▸ YOUR GOAL: State how many lines in the rows below contain the string "above", with case counting. Reply with the number only.
* start DATASET CONTENT *
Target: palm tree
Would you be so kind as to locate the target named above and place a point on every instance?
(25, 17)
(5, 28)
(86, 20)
* end DATASET CONTENT *
▸ RESULT BELOW: 1